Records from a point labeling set
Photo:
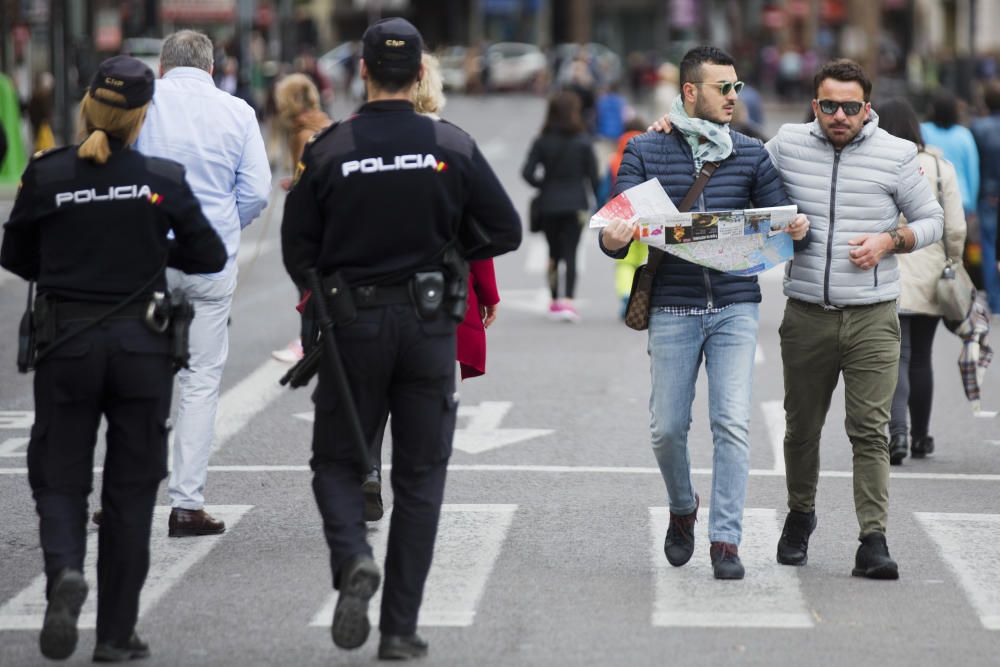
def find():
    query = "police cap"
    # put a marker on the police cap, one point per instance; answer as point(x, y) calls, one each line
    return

▶ **The request**:
Output the listing above as a JSON list of strings, one string per line, with blank lines dropped. Leave the pictures out.

▶ **Exercise response**:
[
  "Photo:",
  "def find():",
  "    query = \"police cap\"",
  "    # put a marker on the police cap, one point per instance; answer as point(x, y) calls, one each line",
  "    return"
]